_Task to carry out_:
Rewrite every line of the material below, requests included, starting with the line containing "frost crystal in this photo." and going on through the end of the material. Scale each coordinate in the answers by 1.45 and round it to a whole number, with halves rounding up, giving only those lines.
━━━━━━
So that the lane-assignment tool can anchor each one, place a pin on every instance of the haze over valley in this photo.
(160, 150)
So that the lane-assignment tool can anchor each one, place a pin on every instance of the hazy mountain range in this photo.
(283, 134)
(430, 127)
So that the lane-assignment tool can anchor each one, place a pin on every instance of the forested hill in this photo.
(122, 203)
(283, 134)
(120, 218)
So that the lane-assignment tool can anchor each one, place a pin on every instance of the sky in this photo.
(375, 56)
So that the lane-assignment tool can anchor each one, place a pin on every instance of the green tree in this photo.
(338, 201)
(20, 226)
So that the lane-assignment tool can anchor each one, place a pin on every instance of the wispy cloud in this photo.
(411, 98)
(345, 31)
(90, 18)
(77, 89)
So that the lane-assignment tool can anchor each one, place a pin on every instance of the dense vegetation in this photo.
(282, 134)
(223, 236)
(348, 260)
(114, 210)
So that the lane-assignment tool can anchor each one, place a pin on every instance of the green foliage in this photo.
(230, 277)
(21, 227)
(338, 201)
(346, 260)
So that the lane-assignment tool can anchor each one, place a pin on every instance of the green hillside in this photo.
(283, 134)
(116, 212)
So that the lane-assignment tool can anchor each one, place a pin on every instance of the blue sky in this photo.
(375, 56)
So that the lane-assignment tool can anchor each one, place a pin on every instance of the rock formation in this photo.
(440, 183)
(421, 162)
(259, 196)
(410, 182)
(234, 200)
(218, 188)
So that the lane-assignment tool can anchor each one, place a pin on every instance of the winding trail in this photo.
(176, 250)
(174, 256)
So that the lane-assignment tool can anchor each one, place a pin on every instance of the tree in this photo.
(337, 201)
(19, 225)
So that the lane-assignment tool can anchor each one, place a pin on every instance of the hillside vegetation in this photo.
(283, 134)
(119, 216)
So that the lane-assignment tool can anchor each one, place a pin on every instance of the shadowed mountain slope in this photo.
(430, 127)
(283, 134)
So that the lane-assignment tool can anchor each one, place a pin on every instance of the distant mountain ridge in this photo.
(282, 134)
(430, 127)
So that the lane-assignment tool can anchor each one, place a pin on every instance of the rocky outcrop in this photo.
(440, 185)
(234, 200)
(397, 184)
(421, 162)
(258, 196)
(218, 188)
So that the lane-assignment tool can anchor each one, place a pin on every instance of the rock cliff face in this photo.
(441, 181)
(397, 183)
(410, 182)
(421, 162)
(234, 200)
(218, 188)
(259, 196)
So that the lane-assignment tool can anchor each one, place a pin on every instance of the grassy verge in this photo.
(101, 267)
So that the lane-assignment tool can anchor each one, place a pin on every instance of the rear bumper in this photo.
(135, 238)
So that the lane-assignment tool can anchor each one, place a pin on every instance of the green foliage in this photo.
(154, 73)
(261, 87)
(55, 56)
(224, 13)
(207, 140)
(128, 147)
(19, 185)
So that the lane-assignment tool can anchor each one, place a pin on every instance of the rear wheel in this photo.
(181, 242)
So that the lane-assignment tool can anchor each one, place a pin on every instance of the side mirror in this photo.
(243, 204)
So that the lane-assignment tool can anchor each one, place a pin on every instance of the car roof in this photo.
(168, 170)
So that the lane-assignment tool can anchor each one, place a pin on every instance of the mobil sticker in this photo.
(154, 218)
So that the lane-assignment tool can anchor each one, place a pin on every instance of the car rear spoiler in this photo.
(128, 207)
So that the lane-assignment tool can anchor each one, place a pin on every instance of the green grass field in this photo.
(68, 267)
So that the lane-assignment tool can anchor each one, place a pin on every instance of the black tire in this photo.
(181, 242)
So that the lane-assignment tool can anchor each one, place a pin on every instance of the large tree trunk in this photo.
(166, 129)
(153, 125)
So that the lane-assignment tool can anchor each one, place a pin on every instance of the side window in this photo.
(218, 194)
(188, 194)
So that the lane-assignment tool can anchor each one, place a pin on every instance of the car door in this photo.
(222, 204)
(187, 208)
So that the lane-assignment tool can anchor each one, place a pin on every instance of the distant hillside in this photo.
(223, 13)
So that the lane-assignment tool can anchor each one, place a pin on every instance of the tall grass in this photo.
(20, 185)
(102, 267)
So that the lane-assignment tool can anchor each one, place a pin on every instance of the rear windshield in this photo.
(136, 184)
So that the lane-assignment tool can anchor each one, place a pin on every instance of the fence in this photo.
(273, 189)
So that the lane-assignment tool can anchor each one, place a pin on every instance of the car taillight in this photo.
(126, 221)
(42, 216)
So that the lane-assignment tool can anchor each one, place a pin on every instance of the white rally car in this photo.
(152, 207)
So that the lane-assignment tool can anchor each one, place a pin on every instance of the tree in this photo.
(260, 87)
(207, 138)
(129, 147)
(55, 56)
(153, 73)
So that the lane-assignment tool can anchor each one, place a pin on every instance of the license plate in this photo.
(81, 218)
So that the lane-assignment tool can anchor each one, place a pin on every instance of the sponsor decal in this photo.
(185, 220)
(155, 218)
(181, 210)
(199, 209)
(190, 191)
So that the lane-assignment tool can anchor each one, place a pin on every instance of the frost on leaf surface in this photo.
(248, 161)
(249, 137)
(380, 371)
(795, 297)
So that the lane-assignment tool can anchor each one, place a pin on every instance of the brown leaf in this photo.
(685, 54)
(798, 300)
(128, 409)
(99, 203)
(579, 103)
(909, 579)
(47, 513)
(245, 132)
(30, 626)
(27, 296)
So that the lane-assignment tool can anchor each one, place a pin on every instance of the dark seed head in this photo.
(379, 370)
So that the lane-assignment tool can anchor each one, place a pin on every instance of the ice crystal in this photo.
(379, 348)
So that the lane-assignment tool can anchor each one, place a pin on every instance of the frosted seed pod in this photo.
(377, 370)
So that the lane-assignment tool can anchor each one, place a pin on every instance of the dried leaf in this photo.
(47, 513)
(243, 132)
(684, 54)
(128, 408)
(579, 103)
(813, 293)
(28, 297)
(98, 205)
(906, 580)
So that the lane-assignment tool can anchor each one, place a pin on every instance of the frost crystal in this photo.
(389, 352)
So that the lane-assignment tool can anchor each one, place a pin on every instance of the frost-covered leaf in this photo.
━━━━━━
_Final result_:
So that the lane-assignment tool can anchor each one, place a pin on every instance of the frost crystal in this photo.
(564, 510)
So that the lane-assignment tool can anchor each one, place a pin on every instance of the frost-covered leaf in this photo.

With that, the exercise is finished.